* [Reading text]
Front. Genet., 22 April 2014 | https://doi.org/10.3389/fgene.2014.00089

Variation in genes involved in epigenetic processes offers insights into tropically adapted cattle diversity

  • 1CSIRO Food Futures Flagship and CSIRO Animal, Health and Food Sciences, Brisbane, QLD, Australia
  • 2QAAFI, Centre for Animal Science, The University of Queensland, Brisbane, QLD, Australia

We evaluated the relevance of the BovineHD Illumina SNP chip with respect to genes involved in epigenetic processes. Genotypes for 729,068 SNP on two tropical cattle breeds of Australia were used: Brahman (n = 2112) and Tropical Composite (n = 2550). We used data mining approaches to compile a list of bovine protein-coding genes involved in epigenetic processes. These genes represent 9 functional categories that contain between one (histone demethylases) and 99 (chromatin remodeling factors) genes. A total of 3091 SNP mapped to positions within 3000 bp of the 193 coding regions of those genes, including 113 SNP in transcribed regions, 2738 in intronic regions and 240 in up- or down-stream regions. For all these SNP categories, we observed differences in the allelic frequencies between Brahman and Tropical Composite cattle. These differences were larger than those observed for the entire set of 729,068 SNP (P = 1.79 x 10−5). A multidimensional scaling analysis using only the 113 SNP in transcribed regions allowed for the separation of the two populations and this separation was comparable to the one obtained with a random set of 113 SNP (Principal Component 1 r2 > 0.84). To further characterize the differences between the breeds we defined a gene-differentiation metric based on the average genotypic frequencies of SNP connected to each gene and compared both cattle populations. The 10% most differentiated genes were distributed across 10 chromosomes, with significant (P < 0.05) enrichment on BTA 3 and 10. The 10% most conserved genes were located in 12 chromosomes. We conclude that there is variation between cattle populations in genes connected to epigenetic processes, and this variation can be used to differentiate cattle breeds. More research is needed to fully characterize the use of these SNP and its potential as means to further our understanding of biological variation and epigenetic processes.

Introduction

Differences in gene transcriptional regulation between individuals are likely to contribute to quantitative variation in important livestock production traits such as growth, metabolic efficiency, immunological competence, and reproductive performance. A recent example is the mutation on the Bos taurus autosome (BTA) 14 that regulates the expression of various genes in the PLAG1 region and is associated with many production traits as well as reproductive phenotypes (Karim et al., 2011; Fortes et al., 2013). Epigenetic modifications of DNA and of histone proteins contribute to the regulation of tissue- and developmental stage-specific gene expression.

* [Excerpted data]

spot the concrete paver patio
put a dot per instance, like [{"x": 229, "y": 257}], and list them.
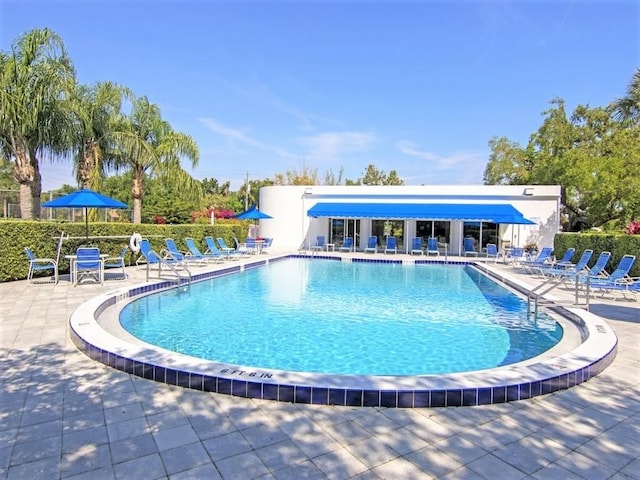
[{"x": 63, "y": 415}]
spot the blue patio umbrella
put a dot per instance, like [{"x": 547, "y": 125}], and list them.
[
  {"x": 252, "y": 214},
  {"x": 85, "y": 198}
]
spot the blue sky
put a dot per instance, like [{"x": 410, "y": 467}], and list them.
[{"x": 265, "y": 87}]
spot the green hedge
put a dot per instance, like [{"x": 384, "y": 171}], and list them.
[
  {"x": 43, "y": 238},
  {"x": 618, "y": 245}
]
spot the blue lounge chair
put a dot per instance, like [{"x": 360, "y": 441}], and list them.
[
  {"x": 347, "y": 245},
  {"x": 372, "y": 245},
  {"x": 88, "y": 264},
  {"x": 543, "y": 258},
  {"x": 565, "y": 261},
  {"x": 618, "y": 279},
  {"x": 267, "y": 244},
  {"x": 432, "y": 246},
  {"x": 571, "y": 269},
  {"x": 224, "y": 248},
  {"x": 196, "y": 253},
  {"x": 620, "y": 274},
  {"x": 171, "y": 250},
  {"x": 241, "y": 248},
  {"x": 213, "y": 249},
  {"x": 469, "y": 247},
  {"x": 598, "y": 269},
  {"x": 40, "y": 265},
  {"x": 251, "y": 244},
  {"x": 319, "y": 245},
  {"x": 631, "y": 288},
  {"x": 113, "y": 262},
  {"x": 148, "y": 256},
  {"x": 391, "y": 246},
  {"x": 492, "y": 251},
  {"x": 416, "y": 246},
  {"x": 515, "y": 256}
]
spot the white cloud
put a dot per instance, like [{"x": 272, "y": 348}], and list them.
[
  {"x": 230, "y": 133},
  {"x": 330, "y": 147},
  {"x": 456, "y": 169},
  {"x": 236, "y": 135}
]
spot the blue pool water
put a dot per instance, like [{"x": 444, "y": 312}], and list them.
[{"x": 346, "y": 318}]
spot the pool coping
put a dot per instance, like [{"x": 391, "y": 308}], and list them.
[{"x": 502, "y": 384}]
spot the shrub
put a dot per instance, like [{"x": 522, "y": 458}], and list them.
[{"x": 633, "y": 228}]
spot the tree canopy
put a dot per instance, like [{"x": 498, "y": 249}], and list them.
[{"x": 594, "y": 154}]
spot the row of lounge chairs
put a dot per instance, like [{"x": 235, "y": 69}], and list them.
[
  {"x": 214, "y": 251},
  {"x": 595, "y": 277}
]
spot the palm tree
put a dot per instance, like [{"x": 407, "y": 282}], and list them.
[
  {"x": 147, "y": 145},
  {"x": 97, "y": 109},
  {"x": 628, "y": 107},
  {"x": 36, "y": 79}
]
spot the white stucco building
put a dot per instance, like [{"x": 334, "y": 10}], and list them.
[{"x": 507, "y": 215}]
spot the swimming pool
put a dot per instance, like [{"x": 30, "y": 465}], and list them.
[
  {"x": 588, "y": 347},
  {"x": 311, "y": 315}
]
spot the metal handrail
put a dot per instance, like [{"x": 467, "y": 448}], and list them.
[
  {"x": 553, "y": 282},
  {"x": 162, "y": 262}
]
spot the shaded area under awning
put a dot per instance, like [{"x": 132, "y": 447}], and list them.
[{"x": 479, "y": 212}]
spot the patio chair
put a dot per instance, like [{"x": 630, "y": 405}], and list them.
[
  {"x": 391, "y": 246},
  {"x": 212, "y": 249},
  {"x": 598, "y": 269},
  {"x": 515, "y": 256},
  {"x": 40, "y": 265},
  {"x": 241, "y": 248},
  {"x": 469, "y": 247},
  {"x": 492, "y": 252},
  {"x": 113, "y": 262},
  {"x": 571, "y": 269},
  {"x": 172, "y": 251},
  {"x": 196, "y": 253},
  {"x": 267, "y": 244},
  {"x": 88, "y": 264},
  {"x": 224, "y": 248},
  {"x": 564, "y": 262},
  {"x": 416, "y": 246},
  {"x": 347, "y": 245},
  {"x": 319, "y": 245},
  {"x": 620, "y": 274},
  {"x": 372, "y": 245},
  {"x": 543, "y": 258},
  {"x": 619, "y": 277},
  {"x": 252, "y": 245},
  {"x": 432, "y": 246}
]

* [Tasks to carry out]
(a) According to the text on tropically adapted cattle, which two Australian cattle breeds supplied the genotypes?
(b) From the text on tropically adapted cattle, write out the part that opens with the words "Introduction" and closes with "stage-specific gene expression.", reproducing it exactly.

* [Problem solutions]
(a) Brahman and Tropical Composite.

(b)
Introduction

Differences in gene transcriptional regulation between individuals are likely to contribute to quantitative variation in important livestock production traits such as growth, metabolic efficiency, immunological competence, and reproductive performance. A recent example is the mutation on the Bos taurus autosome (BTA) 14 that regulates the expression of various genes in the PLAG1 region and is associated with many production traits as well as reproductive phenotypes (Karim et al., 2011; Fortes et al., 2013). Epigenetic modifications of DNA and of histone proteins contribute to the regulation of tissue- and developmental stage-specific gene expression.